Source text:
________
Features¶

Every feature extractor returns a FeatureMatrix — the shared numeric envelope that methods consume.

The FeatureMatrix¶

@dataclass
class FeatureMatrix:
    X: np.ndarray            # (n_docs, n_features)
    document_ids: list[str]
    feature_names: list[str]
    feature_type: str
    extractor_config: dict[str, Any]
    provenance_hash: str

Key properties:

fm.n_features, len(fm) for n_docs
fm.as_dataframe() — pandas DataFrame indexed by document_ids
fm.concat(other) — column-concatenate two matrices with identical row ids

Available extractors¶

Import from tamga:

Extractor	Input	Output
`MFWExtractor(n=..., scale=..., lowercase=...)`	Corpus	top-n word relative frequencies (z-scored, L1, L2, or raw)
`CharNgramExtractor(n=..., include_boundaries=...)`	Corpus	character n-gram counts (delegates to sklearn CountVectorizer)
`WordNgramExtractor(n=..., lowercase=...)`	Corpus	word n-gram counts
`PosNgramExtractor(n=..., coarse=...)`	Corpus	spaCy POS n-grams
`DependencyBigramExtractor()`	Corpus	(head_lemma, dep, child_lemma) triples
`FunctionWordExtractor(wordlist=...)`	Corpus	bundled English function-word frequencies
`PunctuationExtractor()`	Corpus	ASCII punctuation frequencies
`ReadabilityExtractor()`	Corpus	six readability indices (Flesch, FK-grade, Gunning Fog, Coleman-Liau, ARI, SMOG)
________
Data rows:
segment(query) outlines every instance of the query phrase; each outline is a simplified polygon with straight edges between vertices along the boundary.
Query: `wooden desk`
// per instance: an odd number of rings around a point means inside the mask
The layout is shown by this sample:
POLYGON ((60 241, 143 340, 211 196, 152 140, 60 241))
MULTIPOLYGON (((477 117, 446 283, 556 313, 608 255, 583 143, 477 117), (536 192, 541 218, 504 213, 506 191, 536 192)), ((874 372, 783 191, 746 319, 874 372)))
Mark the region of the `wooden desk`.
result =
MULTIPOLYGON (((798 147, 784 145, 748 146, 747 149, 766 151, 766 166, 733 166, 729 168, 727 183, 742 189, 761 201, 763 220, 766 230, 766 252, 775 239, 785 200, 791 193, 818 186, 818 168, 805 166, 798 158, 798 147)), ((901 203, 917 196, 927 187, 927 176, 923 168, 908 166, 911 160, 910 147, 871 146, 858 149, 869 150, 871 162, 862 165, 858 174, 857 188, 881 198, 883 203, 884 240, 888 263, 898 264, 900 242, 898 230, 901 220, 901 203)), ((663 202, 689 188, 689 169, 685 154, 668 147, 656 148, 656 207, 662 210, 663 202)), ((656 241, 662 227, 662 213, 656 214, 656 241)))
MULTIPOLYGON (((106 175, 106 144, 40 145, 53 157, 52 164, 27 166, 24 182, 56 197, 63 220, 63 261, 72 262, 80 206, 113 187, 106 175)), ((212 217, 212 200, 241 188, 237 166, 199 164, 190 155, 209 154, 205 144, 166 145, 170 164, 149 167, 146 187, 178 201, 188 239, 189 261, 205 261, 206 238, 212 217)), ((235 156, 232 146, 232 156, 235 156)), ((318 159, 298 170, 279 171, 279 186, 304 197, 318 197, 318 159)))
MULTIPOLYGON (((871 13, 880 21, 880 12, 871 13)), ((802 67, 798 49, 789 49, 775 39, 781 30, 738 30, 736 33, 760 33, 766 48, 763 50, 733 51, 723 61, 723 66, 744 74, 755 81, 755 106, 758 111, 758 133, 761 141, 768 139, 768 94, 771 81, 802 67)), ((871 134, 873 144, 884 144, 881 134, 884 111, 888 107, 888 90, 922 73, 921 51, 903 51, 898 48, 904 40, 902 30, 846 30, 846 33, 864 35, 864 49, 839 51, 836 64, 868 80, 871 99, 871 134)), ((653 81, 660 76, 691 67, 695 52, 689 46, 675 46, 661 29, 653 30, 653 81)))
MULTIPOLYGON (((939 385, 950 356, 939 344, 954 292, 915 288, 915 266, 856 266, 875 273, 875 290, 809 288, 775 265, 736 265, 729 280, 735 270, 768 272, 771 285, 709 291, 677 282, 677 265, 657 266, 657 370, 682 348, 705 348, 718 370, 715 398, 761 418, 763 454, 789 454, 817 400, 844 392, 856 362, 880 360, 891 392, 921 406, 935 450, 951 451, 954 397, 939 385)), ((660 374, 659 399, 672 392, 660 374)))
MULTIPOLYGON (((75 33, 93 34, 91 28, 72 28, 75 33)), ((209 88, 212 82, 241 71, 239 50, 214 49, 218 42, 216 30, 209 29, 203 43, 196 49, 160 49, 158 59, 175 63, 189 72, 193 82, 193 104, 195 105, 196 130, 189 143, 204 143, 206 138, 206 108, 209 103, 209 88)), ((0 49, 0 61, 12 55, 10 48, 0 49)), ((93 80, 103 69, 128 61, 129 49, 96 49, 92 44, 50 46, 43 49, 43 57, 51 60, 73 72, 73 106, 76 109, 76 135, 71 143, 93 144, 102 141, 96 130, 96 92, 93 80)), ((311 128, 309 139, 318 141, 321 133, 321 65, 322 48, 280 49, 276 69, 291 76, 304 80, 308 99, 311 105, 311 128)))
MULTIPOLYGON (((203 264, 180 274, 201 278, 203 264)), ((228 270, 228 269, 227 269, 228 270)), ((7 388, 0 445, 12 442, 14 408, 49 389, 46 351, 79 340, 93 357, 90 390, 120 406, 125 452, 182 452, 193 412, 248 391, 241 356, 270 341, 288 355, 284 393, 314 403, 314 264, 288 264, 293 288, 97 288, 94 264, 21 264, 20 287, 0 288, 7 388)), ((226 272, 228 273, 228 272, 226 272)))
________
Complete the following:
a. From the Features page, transcribe the passage starting with "fm.n_features, len(fm) for" and going on through "to sklearn CountVectorizer)".
b. Based on the Features page, decide whether each statement agrees with it, answering yes or no and quoting the words that settle it: (i) CharNgramExtractor hands its counting off to sklearn's CountVectorizer. (ii) The as_dataframe() method gives a pandas DataFrame indexed by feature_names. (iii) ReadabilityExtractor produces five readability indices.
c. Resume the Features page after its last line and keep writing it.

Expected results:
a.
fm.n_features, len(fm) for n_docs
fm.as_dataframe() — pandas DataFrame indexed by document_ids
fm.concat(other) — column-concatenate two matrices with identical row ids

Available extractors¶

Import from tamga:

Extractor	Input	Output
`MFWExtractor(n=..., scale=..., lowercase=...)`	Corpus	top-n word relative frequencies (z-scored, L1, L2, or raw)
`CharNgramExtractor(n=..., include_boundaries=...)`	Corpus	character n-gram counts (delegates to sklearn CountVectorizer)

b.
(i) Yes: "character n-gram counts (delegates to sklearn CountVectorizer)".
(ii) No: "pandas DataFrame indexed by document_ids".
(iii) No: "six readability indices (Flesch, FK-grade, Gunning Fog, Coleman-Liau, ARI, SMOG)".

c.
`SentenceLengthExtractor()`	Corpus	mean, SD, skew of per-sentence tokens
`LexicalDiversityExtractor()`	Corpus	TTR, MATTR, MTLD, HD-D, Yule's K/I, Herdan's C, Simpson's D
`SentenceEmbeddingExtractor(model=...)`	Corpus	sentence-transformers pooled embedding (extra: `tamga[embeddings]`)
`ContextualEmbeddingExtractor(model=..., pooling=...)`	Corpus	HF transformer hidden-state vectors (extra: `tamga[embeddings]`)

Extractor detail¶

Each extractor above is a callable object; fit_transform(corpus) returns a FeatureMatrix.

MFWExtractor¶

MFWExtractor(n=200, scale="zscore", lowercase=True)

Use when: you want the canonical stylometric feature — relative frequencies of the most-frequent words. Default choice for Delta-family attribution. Don't use when: your corpus is very small (<200 unique tokens), or the question is topic-invariant (MFW is topic-sensitive; see CategorizedCharNgramExtractor). Expect: an (n_docs, n) float matrix; rows sum to ~1 under scale="l1", zero-centred unit-variance under scale="zscore".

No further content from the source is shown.